----- Selected passage

Here is an interesting perspective: the P-38 dove at a Mach number of about M=0.68 (314 KCAS at 20,000 feet). There are the results of a CFD analysis of the P-38 at this condition. The blue surface are the outer boundaries of the regions of supersonic flow. There is no supersonic flow on the horizontal tail and thus no shock waves on the tail. There is a lot of separated flow coming off the cockpit pod (final image) which immerses the horizontal tail, reducing dynamic pressure there.

Thank you
A question: is it easy to put through the program the NACA P-38 mods tested, like the extension of the chord by 20% of the par of the wing that sits between the pod and booms? The NACA report: link.

 

[special ed]

As I have always suspected, the P-38 Swordfish (with a cleaner canopy) would not have had as much problems as the stock versions.

 

[drgondog]

As I have always suspected, the P-38 Swordfish (with a cleaner canopy) would not have had as much problems as the stock versions.

The canopy isn't the primary issue. Acceleration of airflow over the inboard wing between engine nacelle and the center fuselage is the cause of early Mcrit compared to the wing sections outboard.

 

[Aeroweanie]

Dave - this is a fantastic visual, excellent display of the venturi effect between each engine nacelle and cockpit pod, particularly at the wing root. Seems to demonstrate the associated loss of pressure distribution aft of the shockwave causing reduction in CL.

The image below shows how the pressure distribution on the thick, forward loaded, inboard wing section interacts with the pressure distribution created by the canopy. The loss in total pressure aft of the shock is caused by shock-induced separation.

You can really see the total pressure loss in this iso-total pressure loss picture. Besides the shock wave, the design has the pod contracting as the wing surface contracts towards the trailing edge. Having two surfaces falling away from one another is a recipe for separated flow.

----------
----- Data provided

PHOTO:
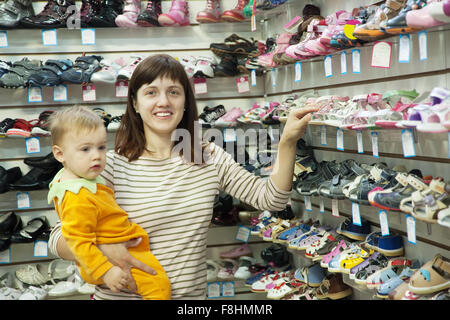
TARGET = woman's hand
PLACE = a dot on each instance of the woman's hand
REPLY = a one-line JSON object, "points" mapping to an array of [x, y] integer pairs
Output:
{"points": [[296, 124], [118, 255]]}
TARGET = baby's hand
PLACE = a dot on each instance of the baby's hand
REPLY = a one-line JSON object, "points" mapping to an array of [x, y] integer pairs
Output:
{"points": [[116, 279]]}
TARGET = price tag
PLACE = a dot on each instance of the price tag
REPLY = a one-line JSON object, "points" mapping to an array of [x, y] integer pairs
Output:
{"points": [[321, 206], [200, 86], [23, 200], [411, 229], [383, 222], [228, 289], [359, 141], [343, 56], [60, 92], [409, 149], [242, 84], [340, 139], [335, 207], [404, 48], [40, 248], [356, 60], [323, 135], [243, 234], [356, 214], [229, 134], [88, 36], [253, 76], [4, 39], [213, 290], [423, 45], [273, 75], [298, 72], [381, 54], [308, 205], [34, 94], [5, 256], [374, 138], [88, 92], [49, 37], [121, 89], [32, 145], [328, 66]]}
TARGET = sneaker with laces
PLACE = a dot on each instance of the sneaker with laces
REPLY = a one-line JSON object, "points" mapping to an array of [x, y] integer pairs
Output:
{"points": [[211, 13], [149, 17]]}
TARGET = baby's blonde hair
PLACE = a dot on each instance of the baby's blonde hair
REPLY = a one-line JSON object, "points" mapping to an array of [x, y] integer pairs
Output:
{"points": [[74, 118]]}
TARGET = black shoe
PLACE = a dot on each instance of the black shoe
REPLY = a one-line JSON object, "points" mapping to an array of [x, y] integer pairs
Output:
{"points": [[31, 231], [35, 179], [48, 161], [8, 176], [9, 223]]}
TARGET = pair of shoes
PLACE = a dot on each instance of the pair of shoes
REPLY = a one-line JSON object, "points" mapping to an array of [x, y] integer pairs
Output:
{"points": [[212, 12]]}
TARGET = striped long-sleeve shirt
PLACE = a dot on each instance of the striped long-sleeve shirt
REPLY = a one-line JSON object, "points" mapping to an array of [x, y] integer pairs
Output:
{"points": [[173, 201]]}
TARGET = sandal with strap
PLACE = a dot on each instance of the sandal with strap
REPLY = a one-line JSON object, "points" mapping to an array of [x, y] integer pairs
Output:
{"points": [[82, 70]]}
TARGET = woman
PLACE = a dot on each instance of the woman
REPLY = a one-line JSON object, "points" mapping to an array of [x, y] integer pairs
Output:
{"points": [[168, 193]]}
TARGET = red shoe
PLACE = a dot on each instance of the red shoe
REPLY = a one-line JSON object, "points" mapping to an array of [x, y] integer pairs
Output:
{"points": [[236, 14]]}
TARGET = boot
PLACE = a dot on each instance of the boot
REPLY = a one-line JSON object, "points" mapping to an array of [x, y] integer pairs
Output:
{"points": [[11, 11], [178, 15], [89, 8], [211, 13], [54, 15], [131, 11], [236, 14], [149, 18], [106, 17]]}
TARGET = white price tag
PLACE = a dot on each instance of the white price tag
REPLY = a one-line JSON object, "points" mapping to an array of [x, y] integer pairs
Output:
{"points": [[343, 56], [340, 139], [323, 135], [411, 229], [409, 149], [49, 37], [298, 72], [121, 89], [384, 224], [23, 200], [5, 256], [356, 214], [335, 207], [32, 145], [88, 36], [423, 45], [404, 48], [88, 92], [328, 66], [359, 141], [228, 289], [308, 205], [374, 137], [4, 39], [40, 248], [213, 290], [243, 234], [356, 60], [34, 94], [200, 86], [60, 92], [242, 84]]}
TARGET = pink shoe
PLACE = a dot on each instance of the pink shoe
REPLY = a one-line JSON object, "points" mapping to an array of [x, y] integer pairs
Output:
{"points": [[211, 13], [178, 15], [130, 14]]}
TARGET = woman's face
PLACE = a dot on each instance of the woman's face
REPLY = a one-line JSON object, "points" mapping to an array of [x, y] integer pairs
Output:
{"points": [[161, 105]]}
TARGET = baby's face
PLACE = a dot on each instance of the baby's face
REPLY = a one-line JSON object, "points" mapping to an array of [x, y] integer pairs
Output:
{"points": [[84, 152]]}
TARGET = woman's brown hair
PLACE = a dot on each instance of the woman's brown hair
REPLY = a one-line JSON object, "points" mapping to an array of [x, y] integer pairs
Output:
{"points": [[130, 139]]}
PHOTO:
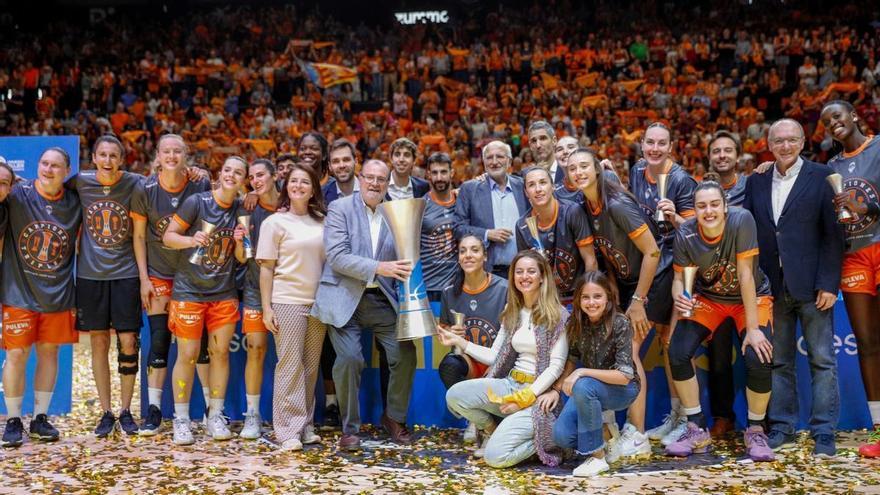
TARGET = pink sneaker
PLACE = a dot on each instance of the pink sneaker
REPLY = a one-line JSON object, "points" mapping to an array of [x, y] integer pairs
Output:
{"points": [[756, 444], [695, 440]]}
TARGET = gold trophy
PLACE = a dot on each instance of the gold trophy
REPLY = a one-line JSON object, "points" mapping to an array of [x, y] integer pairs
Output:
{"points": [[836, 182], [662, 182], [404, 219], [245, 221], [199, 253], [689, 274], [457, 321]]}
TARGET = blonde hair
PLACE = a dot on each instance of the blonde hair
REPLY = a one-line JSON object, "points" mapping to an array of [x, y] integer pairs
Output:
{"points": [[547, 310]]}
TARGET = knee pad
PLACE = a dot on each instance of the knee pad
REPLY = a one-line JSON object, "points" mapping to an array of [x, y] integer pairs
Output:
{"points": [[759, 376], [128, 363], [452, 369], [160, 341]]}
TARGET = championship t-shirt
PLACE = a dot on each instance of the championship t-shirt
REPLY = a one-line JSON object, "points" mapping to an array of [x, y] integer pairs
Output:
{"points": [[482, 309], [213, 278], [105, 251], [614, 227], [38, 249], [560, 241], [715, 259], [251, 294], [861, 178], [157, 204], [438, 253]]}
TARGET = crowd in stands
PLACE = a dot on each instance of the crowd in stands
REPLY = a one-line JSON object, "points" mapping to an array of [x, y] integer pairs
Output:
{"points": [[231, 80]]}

----------
----- Data provided

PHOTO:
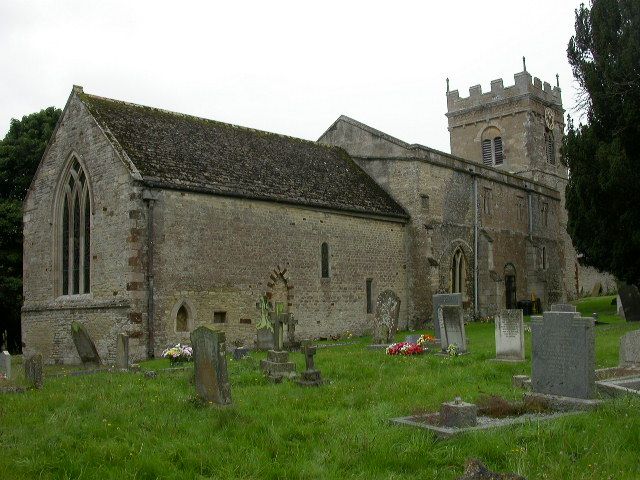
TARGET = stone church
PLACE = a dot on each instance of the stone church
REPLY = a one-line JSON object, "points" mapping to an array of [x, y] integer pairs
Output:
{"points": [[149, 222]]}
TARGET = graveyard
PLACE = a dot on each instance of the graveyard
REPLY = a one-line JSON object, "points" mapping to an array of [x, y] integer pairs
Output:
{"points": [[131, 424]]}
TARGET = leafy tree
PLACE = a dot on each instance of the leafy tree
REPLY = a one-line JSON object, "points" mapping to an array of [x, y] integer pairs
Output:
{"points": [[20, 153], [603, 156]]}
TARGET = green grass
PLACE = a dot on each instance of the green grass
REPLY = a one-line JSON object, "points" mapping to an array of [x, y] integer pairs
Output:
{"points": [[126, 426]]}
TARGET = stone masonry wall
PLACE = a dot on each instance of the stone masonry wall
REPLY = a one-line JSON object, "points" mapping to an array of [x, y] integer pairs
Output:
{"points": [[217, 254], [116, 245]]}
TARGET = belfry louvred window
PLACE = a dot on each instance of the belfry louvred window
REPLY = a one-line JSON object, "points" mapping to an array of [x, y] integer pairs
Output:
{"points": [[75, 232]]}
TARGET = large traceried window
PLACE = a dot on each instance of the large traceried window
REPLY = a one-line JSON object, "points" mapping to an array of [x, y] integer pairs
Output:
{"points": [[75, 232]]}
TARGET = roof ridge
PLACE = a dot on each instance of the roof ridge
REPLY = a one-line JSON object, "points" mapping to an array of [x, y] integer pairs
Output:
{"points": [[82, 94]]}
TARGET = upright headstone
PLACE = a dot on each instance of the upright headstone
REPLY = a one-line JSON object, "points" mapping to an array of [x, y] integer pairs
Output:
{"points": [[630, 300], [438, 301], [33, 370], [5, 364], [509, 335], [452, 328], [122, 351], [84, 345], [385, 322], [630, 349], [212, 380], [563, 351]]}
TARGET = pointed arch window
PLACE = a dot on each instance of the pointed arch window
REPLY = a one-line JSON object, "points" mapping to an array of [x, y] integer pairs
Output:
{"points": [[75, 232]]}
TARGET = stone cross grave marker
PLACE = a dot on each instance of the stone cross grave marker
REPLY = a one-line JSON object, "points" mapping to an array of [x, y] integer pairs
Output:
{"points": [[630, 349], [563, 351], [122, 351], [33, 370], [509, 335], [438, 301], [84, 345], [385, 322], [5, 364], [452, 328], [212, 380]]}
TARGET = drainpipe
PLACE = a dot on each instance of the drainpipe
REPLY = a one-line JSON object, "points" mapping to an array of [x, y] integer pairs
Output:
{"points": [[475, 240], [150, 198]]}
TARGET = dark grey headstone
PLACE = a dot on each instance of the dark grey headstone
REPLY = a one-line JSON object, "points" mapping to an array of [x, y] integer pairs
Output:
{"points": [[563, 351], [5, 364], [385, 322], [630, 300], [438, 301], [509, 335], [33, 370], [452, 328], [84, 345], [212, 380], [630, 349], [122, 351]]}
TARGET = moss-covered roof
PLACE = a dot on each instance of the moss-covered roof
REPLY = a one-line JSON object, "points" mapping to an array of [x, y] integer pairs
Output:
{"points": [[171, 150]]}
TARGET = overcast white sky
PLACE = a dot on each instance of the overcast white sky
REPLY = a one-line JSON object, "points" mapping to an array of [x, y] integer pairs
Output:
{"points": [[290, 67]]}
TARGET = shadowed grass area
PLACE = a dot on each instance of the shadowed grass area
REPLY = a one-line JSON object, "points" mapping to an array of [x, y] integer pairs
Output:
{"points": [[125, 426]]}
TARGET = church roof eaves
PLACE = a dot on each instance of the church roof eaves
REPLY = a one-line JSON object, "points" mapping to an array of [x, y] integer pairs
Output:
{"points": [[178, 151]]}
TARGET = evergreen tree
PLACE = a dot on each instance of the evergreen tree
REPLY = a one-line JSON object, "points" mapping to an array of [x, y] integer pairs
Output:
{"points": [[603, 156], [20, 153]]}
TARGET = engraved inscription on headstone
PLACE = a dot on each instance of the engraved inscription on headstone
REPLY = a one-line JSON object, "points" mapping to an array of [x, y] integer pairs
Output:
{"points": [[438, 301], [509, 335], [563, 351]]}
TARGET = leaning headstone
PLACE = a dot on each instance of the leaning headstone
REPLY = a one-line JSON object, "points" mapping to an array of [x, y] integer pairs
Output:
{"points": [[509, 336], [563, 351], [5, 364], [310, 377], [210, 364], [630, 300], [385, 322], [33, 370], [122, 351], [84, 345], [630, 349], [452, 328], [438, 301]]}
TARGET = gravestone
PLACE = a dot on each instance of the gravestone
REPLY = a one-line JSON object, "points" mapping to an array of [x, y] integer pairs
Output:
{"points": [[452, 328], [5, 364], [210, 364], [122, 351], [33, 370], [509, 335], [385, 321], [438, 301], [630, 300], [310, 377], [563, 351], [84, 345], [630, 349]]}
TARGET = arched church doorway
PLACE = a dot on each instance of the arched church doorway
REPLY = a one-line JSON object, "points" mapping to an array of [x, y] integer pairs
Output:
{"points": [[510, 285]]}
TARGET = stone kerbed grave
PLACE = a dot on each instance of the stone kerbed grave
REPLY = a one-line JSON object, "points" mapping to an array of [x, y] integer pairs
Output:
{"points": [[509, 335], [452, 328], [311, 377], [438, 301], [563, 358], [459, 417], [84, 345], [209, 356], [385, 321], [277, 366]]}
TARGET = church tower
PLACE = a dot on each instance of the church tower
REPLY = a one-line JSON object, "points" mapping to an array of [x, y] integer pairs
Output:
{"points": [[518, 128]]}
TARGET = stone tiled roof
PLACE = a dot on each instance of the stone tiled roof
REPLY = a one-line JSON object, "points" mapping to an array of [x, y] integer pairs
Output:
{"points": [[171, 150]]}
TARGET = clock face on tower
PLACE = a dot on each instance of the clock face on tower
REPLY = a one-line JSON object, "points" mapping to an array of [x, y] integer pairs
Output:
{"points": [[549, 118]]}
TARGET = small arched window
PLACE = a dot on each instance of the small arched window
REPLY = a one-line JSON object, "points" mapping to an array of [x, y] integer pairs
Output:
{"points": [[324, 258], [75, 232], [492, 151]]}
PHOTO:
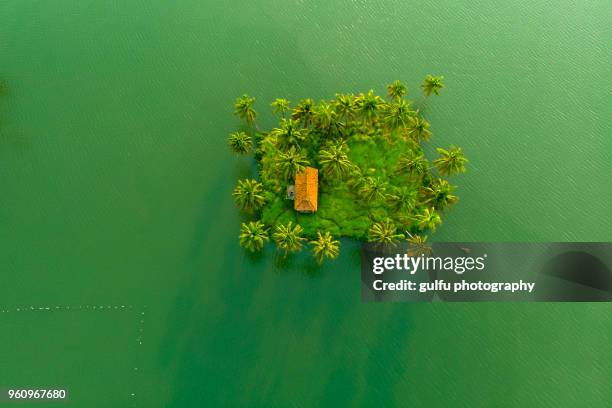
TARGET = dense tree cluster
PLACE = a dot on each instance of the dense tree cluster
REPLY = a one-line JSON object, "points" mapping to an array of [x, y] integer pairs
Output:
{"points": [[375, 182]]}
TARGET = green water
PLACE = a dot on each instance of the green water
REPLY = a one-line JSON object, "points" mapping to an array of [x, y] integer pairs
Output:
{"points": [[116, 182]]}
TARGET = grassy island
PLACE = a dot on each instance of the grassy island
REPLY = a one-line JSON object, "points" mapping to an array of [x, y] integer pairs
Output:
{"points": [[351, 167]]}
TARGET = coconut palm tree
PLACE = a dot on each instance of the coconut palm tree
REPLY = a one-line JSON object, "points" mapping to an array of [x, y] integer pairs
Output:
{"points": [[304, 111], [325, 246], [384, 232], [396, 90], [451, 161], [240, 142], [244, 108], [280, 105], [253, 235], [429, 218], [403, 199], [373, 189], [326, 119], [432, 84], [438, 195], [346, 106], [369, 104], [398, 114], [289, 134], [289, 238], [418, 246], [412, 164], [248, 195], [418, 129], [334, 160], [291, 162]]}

----------

What you have to do: In the P-38 discussion, what is named as the cause of the early Mcrit compared to the outboard wing sections? The entries play no part in what is asked here.

The answer: Acceleration of airflow over the inboard wing between the engine nacelle and the center fuselage.